Yapılacak iş
Kadın ve emek üzerine aşağıdaki yazıyı, son cümlesinden sonrasını yazarak sürdürün.

Barış Parkan
Kategori: Eğitim Bilimleri - Tarih: 28 Mart 2022 21:19 - Okunma sayısı: 1.280
Kadın ve Emek 1
“Bu nakışlı çorap bir türkü gibidir. Bir türkü sıcaklığında örülmüştür. Sarısı, kırmızısı, yeşili, mavisi, turuncusu, türlü rengi karışıp uyuşmuş, bir sıcaklık bir yumuşaklık meydana getirmiştir. Aşk gibi, şefkat gibi bir şey oluşmuştur. Bu çorap aşktır. Öyle bir gelenekten gelir. Memed’in eli dokununca titremesi, ışığa çıkınca irkilmesi boşuna değildir.” (Kemal, s. 64)
Yaşar Kemal’in İnce Memed romanında özel bir yer tutan ve tekrar eden bir motiftir bu nakışlı çoraplar... Hatçe, Memed için böyle çoraplar dokur; onun için mendiller işler, türküler yakar. “Aşkını, hasretini, kıskançlığını renk renk nakışlara, ses ses türkülere dökmüştü” diye anlatır Yaşar Kemal. “Bu türküler hala Toroslarda söylenir. Çorapları gören ürperirdi.” (s.85)

Alıntılanan veriler
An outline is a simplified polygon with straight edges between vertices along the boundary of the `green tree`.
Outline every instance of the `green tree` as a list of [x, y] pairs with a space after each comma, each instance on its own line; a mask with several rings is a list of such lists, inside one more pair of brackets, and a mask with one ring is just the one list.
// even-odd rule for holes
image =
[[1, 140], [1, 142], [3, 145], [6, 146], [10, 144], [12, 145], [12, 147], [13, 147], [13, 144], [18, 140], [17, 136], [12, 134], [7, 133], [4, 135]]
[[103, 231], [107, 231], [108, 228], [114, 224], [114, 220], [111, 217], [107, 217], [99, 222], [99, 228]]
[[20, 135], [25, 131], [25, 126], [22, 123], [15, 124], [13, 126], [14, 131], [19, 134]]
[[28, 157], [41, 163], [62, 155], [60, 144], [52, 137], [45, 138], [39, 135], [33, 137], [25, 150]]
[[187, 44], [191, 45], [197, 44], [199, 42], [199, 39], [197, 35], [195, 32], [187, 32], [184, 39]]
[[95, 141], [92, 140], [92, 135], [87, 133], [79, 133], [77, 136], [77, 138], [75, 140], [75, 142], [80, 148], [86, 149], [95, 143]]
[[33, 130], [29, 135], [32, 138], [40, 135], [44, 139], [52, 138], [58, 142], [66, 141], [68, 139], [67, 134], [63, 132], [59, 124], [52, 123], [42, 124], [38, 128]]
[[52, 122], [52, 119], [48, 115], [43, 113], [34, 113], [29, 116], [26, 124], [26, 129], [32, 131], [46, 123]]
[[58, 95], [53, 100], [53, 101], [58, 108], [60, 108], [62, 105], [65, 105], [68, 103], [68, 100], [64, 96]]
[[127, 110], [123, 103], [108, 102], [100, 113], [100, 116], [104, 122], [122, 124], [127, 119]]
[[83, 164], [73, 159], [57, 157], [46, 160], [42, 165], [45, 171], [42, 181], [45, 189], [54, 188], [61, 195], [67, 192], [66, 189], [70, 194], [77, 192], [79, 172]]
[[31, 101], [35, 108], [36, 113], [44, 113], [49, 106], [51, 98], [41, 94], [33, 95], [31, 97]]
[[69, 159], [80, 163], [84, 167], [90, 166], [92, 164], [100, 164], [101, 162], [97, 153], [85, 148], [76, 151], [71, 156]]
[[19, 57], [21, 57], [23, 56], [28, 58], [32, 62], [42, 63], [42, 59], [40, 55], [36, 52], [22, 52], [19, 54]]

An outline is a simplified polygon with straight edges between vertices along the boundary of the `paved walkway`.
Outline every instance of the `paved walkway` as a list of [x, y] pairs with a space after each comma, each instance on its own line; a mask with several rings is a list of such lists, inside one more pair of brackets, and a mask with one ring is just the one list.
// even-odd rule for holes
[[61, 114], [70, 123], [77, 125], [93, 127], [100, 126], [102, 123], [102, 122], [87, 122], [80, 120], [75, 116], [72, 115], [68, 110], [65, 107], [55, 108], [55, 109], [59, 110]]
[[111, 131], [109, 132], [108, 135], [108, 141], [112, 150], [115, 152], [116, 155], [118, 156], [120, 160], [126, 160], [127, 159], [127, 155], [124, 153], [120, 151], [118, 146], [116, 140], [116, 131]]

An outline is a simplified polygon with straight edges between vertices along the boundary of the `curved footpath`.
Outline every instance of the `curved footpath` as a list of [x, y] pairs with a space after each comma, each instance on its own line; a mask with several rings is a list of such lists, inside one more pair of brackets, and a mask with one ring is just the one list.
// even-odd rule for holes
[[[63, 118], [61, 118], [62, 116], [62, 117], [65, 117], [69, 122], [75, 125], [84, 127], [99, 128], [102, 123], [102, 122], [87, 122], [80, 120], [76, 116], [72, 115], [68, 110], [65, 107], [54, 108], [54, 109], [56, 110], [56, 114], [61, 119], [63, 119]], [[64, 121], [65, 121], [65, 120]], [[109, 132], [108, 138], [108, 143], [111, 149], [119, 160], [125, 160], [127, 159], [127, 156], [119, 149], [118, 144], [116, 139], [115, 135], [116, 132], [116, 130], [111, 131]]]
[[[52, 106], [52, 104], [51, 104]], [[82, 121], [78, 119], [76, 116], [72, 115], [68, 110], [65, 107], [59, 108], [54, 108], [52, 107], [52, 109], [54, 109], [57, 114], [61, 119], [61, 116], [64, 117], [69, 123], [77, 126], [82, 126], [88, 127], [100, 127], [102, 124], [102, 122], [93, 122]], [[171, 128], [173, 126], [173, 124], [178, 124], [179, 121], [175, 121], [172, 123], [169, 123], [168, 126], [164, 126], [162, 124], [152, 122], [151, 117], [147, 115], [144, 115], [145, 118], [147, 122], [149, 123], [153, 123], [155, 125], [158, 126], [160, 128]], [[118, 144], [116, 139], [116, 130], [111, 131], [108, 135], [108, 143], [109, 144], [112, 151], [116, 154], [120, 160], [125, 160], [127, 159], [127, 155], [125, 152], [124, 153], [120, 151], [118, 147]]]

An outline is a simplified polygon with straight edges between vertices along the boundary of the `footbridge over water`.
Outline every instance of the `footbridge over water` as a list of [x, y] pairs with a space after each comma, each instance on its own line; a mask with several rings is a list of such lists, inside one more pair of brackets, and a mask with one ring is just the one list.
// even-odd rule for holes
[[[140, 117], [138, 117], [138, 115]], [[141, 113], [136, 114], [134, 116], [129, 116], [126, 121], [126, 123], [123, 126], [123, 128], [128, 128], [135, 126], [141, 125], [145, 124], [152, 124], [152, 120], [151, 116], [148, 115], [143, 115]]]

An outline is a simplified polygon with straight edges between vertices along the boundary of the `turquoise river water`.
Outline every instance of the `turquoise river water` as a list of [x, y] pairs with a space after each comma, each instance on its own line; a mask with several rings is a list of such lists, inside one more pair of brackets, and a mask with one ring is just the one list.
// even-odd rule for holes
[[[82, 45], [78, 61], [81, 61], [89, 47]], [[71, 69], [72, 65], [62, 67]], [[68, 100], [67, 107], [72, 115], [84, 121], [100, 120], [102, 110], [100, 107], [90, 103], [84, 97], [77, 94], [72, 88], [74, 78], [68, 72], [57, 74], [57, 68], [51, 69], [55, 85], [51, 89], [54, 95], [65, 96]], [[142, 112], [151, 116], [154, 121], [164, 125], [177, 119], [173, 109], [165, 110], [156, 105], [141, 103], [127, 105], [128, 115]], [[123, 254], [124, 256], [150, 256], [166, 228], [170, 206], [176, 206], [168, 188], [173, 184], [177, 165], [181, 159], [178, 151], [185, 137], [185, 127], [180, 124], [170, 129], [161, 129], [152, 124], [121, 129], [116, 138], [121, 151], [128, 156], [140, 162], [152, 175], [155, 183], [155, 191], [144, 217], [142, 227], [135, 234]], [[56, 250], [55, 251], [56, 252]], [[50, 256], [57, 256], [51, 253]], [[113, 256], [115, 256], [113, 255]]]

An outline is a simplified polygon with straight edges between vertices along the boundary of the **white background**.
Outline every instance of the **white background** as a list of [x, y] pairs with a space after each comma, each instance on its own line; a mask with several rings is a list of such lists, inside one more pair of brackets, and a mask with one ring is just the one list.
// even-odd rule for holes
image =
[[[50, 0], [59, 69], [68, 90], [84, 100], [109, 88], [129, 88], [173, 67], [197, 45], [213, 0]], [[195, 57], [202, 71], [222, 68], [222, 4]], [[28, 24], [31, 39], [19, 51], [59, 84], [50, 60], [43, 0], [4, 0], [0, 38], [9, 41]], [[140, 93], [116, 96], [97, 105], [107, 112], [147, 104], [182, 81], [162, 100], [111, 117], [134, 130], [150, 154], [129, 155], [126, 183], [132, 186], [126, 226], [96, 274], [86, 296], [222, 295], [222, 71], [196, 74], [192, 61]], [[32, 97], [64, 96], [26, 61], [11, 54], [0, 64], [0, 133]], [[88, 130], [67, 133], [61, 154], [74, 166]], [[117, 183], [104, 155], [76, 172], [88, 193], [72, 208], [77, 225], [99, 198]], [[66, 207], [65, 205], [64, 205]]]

Çıktı
Çoraplardan kilimlere, türkülerden ninnilere, anneliğe, beslemeye, bakım vermeye ve eğitime, kültürel yaşamımızın dokusuna işlemiş birçok ince dokunuş adı sanı bilinmeyen kadınların yaratıcı emeklerinin ürünüdür aslında. Bu yaratıcılık kimi zaman toplumsal hayatta susturulan ya da sesi kısılan kadının kendini ifade edebilmek için almaşık geçitler ve dehlizler üretme ihtiyacından beslenir; çoğu zaman kendilerinin ya da sevdiklerinin yaşamsal gereksinimlerini karşılayabilmek için mücadele ederken, (kamusal alanın dışında tutuldukları ölçüde) daha dar yaşam alanlarında, (üretim araçlarına sahip olma ve yönetme hakları ve yetkileri sınırlandırıldığı ölçüde) daha kısıtlı kaynaklarla üretim yapmak zorunda kalışlarından.
Marx ve Engels’in Alman İdeolojisi’nde sundukları tarihsel anlatının anahattına yön veren toplumsal işbölümünün doğuşu ve gelişiminin gezingesinde, kadının payına düşen emek, fiziksel ve zihinsel emek ayrımının tek bir tarafına düşmez. Kadın emeği fiziksel ve zihinsel emek ayrımını öncelediği, bu anlamda tarihöncesine ilişkin olduğu gibi, ancak günümüz kapitalizmini anlama çabaları içinde oluşturulmaya başlanmış olan “maddi olmayan emek”, “maddi olmasa da bedensel olan emek”, ya da keskin bir beden ve zihin ikiliği içinde anlaşılamayacak olan “duygusal emek” gibi kavramsallaştırmalar içinde boy gösterecek ve bu tip olguların paradigmatik örneklerini teşkil edecek kadar da günceldir.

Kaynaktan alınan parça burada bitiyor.